STATED TASK:
Each entry in the listing below should be restated word for word.

ROWS:
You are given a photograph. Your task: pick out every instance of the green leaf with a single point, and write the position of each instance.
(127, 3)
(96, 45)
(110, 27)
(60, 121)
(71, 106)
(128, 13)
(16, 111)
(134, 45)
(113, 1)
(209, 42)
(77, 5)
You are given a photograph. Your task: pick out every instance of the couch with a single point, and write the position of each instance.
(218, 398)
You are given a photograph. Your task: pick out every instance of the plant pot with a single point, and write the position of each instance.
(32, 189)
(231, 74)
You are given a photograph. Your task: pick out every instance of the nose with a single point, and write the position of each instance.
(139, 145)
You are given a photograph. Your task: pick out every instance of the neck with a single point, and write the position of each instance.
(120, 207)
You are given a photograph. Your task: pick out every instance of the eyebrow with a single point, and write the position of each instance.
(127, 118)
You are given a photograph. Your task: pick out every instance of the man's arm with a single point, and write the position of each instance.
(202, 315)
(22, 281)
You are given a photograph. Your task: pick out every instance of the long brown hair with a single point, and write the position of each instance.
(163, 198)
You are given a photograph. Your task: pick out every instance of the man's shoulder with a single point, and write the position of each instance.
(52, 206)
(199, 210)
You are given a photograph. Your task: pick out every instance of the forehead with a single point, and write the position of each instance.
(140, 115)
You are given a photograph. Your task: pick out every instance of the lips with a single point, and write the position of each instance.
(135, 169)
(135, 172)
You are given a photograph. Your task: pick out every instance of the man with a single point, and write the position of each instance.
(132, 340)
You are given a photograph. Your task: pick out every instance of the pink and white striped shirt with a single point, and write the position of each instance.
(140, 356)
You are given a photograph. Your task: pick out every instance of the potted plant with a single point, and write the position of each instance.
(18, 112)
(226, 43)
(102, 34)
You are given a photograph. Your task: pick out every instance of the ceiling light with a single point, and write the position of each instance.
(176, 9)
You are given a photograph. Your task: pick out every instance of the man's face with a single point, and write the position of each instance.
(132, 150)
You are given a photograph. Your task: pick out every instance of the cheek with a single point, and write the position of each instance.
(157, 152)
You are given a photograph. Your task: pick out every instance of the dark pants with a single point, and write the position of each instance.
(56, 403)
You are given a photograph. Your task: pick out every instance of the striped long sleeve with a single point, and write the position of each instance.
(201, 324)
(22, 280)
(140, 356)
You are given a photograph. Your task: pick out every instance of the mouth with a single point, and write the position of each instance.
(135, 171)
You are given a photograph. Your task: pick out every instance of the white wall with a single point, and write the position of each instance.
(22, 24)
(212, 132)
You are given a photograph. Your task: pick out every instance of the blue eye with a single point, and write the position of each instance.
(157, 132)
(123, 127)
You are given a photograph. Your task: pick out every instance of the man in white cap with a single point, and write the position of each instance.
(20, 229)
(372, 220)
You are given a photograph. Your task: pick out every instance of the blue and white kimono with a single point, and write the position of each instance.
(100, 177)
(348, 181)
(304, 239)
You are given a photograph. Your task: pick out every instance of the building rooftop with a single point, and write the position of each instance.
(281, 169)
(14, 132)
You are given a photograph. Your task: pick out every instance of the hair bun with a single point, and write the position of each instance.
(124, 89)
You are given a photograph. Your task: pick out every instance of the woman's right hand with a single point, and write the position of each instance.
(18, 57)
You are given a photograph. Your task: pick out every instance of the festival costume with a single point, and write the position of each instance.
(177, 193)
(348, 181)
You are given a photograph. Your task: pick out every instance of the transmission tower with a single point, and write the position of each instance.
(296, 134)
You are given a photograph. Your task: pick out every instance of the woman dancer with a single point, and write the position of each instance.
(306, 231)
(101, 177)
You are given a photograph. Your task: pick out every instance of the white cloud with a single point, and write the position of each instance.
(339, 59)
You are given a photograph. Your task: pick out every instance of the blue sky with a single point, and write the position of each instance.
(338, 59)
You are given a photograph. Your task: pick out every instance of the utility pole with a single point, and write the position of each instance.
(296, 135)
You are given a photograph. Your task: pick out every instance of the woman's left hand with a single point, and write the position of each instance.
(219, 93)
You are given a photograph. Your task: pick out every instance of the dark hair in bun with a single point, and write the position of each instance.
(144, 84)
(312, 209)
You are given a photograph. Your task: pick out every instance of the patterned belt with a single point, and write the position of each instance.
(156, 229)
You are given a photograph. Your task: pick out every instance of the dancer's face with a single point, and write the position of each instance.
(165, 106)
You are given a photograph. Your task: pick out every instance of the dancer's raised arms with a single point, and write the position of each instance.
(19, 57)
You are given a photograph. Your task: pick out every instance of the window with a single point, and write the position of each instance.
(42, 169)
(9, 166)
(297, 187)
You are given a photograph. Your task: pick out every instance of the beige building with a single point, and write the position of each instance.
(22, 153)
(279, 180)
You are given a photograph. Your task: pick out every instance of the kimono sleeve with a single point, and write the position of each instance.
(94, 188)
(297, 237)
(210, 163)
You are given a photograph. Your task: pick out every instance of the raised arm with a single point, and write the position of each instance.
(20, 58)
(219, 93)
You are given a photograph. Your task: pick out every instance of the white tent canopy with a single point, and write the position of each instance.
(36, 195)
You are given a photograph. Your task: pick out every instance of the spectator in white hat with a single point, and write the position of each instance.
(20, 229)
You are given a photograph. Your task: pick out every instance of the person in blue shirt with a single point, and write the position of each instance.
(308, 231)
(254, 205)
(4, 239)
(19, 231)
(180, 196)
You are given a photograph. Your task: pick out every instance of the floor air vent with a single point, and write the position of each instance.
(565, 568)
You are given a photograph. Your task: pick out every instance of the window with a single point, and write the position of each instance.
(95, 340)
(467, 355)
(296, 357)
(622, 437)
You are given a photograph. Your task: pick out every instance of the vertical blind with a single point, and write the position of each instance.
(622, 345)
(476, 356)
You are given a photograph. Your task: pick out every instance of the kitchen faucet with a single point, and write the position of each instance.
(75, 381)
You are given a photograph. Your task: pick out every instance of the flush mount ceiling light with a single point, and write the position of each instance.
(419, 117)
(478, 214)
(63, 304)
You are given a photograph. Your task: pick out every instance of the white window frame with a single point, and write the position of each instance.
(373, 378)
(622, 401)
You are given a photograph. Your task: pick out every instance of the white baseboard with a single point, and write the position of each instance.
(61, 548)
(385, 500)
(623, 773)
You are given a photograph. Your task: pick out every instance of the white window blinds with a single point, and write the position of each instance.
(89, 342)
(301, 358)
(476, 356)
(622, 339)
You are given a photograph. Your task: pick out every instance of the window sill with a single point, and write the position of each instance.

CORRECT ANSWER:
You are given a photograph. Your task: pick out every instance of the green leaf with a single point, and write the position of each instance.
(127, 3)
(96, 45)
(110, 27)
(60, 121)
(71, 106)
(128, 13)
(16, 111)
(134, 45)
(113, 1)
(209, 42)
(77, 5)
You are given a photograph. Your task: pick out every instance of the couch with a single point, and write the position of each instance.
(218, 398)
You are given a photograph. Your task: pick out every instance of the plant pot with a single point, and write the position of each instance.
(32, 189)
(231, 74)
You are given a photograph. Your task: pick out every instance of the nose with a single point, and write the position of each instance.
(139, 145)
You are given a photograph. Your task: pick out every instance of the neck with a single point, and write the position of each instance.
(120, 207)
You are given a photograph. Your task: pick out every instance of the eyebrow with a single point, and write the position of each instance.
(127, 118)
You are given a photograph. Your task: pick out every instance of the man's arm with a single point, and write the position of each instance.
(202, 315)
(22, 281)
You are given a photograph. Your task: pick out every instance of the long brown hair with a single point, and write the position of each instance.
(163, 198)
You are given a photograph. Your task: pick out every instance of the man's shoulder with a single point, and write the position of each instance.
(52, 206)
(199, 210)
You are given a photograph. Your task: pick out every instance of the forehead with a single point, and write the position of each instance.
(140, 115)
You are given a photograph. Your task: pick out every instance of the lips with a single point, and write the position of each instance.
(135, 169)
(135, 172)
You are given a photograph. Your task: pick out every instance of the man with a single point, and write the position of each instance.
(132, 340)
You are given a photograph. Your task: pick out every instance of the pink and white striped shirt with a single point, and write the position of each instance.
(140, 356)
You are given a photograph. Your task: pick out every instance of the potted plant with a single point, and write the position of each instance.
(18, 112)
(226, 43)
(102, 34)
You are given a photograph. Your task: pick out every instance of the ceiling light with a single point, and write the position of each instance.
(176, 9)
You are given a photograph. Your task: pick out every instance of the man's face with a single point, and write the position of each instance.
(132, 150)
You are given a photograph. Your task: pick out every instance of the cheek with a single point, and write the position of each instance.
(157, 152)
You are given a photograph. Your task: pick out every instance of the dark pants with a single point, and write the position of each instance.
(56, 403)
You are given a photograph. Your task: pick out every instance of the striped long sleeve with a single point, and write the position of each instance.
(201, 324)
(22, 280)
(140, 356)
You are given a photograph. Your task: pick out every instance of the mouth with a single point, and write the position of each instance.
(135, 171)
You are given a photograph. Your task: pick out every instance of the white wall with a single point, and write the position of each instance.
(22, 24)
(212, 132)
You are given a photograph. Your task: pick out every instance of the blue eye with a single point, and write the position of each instance.
(157, 132)
(123, 127)
You are given a photograph. Your task: pick out every instance of the man in white cap with a single point, and write the position of each instance.
(20, 229)
(372, 220)
You are given a photograph. Your task: pick out every instance of the blue and white kimono with a single point, and write the position of each instance.
(100, 177)
(348, 181)
(304, 239)
You are given a photograph. Your task: pick out every instance of the building rooftop with a single point, and write the position of each instance.
(281, 169)
(14, 132)
You are given a photograph. Your task: pick out every instance of the hair bun with a single point, and write the position of each instance.
(124, 89)
You are given a photograph. Your task: pick out every instance of the woman's right hand with a single point, and write the position of each instance.
(18, 57)
You are given a photograph. Your task: pick out every instance of the festival costume with a single point, and write the position of each instance.
(177, 193)
(348, 181)
You are given a photograph. Your task: pick out every instance of the transmission tower with a single point, and write the position of each instance.
(296, 134)
You are given a photograph. Your task: pick out every instance of the woman dancer with a single point, and write the position of each instance.
(306, 231)
(101, 177)
You are given a photograph. Your task: pick out every instance of the white cloud with a single point, and write the position of each instance.
(339, 59)
You are given a photograph. Your task: pick out every instance of the blue sky with a single point, and write the position of each instance.
(338, 59)
You are given a photograph. Your task: pick out every instance of the utility pole with a single point, and write the position of each instance.
(296, 135)
You are given a photograph. Your task: pick out every instance of the woman's left hand with a single point, and write the position of each instance.
(219, 93)
You are given a photograph. Your task: pick out every instance of the dark hair in bun with a single point, and write the position of each instance.
(144, 84)
(312, 209)
You are given a photograph. Your task: pick out every instance of the patterned belt with a single point, and write the position of each instance.
(156, 229)
You are given a photograph. Your task: pick out every instance of the dancer's face with a single point, and write the position of each instance.
(165, 106)
You are given a photograph. Your task: pick out every instance of the dancer's raised arms with a single point, and write the position of each instance.
(19, 57)
You are given a photograph. Your task: pick out every instance of the window with a single point, and write the position of each instance.
(42, 169)
(9, 166)
(297, 187)
You are given a photograph. Your task: pick out every instance of the beige building with a single point, and write the position of each instance.
(22, 153)
(279, 180)
You are given a photograph. Your task: pick out every instance of the kimono sleeve with a single point, and write the position of each instance.
(94, 188)
(297, 237)
(210, 163)
You are given a photograph. Your task: pick out every instance of the raised arm with a single point, and write the position of each instance.
(20, 58)
(219, 93)
You are given a photograph. Your task: pick out every instance of the white tent canopy with a single point, and write the position of each instance.
(36, 195)
You are given a photograph. Your task: pick out every instance of the spectator in white hat with a single point, and write the position of each instance.
(20, 229)
You are given a photograph. Your task: pick out every instance of the person in blue shirt with a single point, and write the position of each instance.
(308, 231)
(254, 205)
(4, 239)
(19, 231)
(180, 196)
You are given a photograph. Your task: pick out every instance of the floor air vent with a single point, and write the position of each instance.
(565, 568)
You are given a photograph. Your task: pick out every instance of the window with a single point, and write the position of each instance.
(95, 340)
(467, 355)
(296, 357)
(622, 437)
You are given a photograph. Your task: pick out every instance of the vertical blind with a single point, and write the position of each instance.
(622, 345)
(476, 356)
You are given a photograph. Your task: pick out every instance of the kitchen faucet with a single point, and write the position of each instance.
(75, 381)
You are given a photograph. Your task: pick out every instance of the flush mount ceiling light with a single point, and write the position of each instance.
(419, 117)
(478, 214)
(63, 304)
You are given a photograph. Your task: pick out every instance of the white window frame with a single point, and write the position of each instance.
(373, 378)
(622, 401)
You are given a photograph. Your task: pick out every instance of the white baseboard with a single point, and write the position of each instance.
(61, 548)
(385, 500)
(623, 773)
You are given a photograph. Your task: pick out every instance of the white window blinds with a single point, and write the position of each instance.
(89, 342)
(301, 358)
(476, 356)
(622, 339)
You are given a photograph. Your task: pick out every instance of the window sill with a single point, and write the position of each instance.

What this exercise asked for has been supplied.